• [Bloco de texto]
▬▬▬▬▬▬
A. O Acórdão recorrido está viciada pela violação dos artigos 90.º, n.º 2, do CPTA e artigo 4.º do CPC, por preterição da produção de prova requerida pela recorrente para contraprova de factos considerados provados apenas com prova documental, além do alcance do conteúdo de tais documentos, quando se revelava imprescindível a produção de prova testemunhal.

B. Consequentemente, o despacho saneador viola a disposição do n.º 2 do artigo 90.º do CPTA porque não fundamenta, de facto e de direito, a verificação da previsão legal que permite dispensar a produção de prova testemunhal;

C. Esta fundamentação é essencial para se poder controlar a correção da decisão judiciária porque inibe o recorrente de demonstrar a existência de erros sobre os pressupostos de facto e de direito na alegação do recorrido;

D. Ao declarar que a convicção resulta do processo administrativo e ao restringir a produção de prova que possa contrariar o sentido desse acervo documental, o Tribunal a quo introduz uma desigualdade processual que é vedada pelo artigo 4.º do CPC, nomeadamente ao preterir a valoração do despacho de indeferimento da pretensão do recorrido perante a Inspeção Geral da Educação e Ciência;

E. E pelos mesmos motivos evidencia-se uma inconstitucionalidade por adoção de uma interpretação destas normas que configura uma violação do n.º 4 do artigo 20.º da Constituição da República Portuguesa;

F. O Acórdão recorrido está viciado por erro nos pressupostos de facto relativamente à candidatura do recorrido, porquanto não está evidenciada a prévia constituição de uma relação jurídica de emprego público, que o recorrido tinha e tem, no Município de Loures, e que o inibia de invocar a tutela do Decreto Lei n.º 29/2001, de 3 de Fevereiro;

G. O Acórdão recorrido viola a Portaria n.º 83-A/2009, de 22 de Janeiro, ao identificar no anúncio a preterição de uma formalidade que não vem consagrada neste diploma; a menção à reserva de recrutamento para portadores de deficiência no ingresso decorre diretamente da Lei e a sua omissão não prejudica a aplicação das normas que a consagram;

H. O Acórdão viola o artigo 8.º do Decreto Lei n.º 29/2001, de 3 de Fevereiro, ao identificar a obrigatoriedade de constituir uma reserva de recrutamento para pessoas portadoras de deficiência, num momento do procedimento que a lei não impõe.
▬▬▬▬▬▬
• [Material recolhido]
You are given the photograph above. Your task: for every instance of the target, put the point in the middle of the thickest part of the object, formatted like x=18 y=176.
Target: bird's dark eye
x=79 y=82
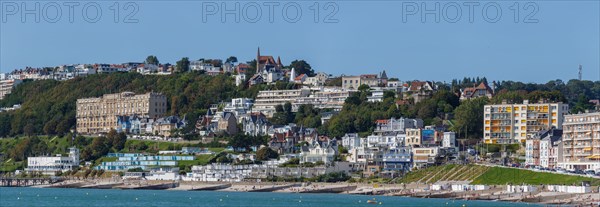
▬▬▬▬▬▬
• [Problema] Reescreva a parte do texto sobre o recurso do acórdão que abre com as palavras "G. O Acórdão" e fecha com "lei não impõe.", trocando "reserva de recrutamento" por "bolsa de recrutamento".

• [A resposta]
G. O Acórdão recorrido viola a Portaria n.º 83-A/2009, de 22 de Janeiro, ao identificar no anúncio a preterição de uma formalidade que não vem consagrada neste diploma; a menção à bolsa de recrutamento para portadores de deficiência no ingresso decorre diretamente da Lei e a sua omissão não prejudica a aplicação das normas que a consagram;

H. O Acórdão viola o artigo 8.º do Decreto Lei n.º 29/2001, de 3 de Fevereiro, ao identificar a obrigatoriedade de constituir uma bolsa de recrutamento para pessoas portadoras de deficiência, num momento do procedimento que a lei não impõe.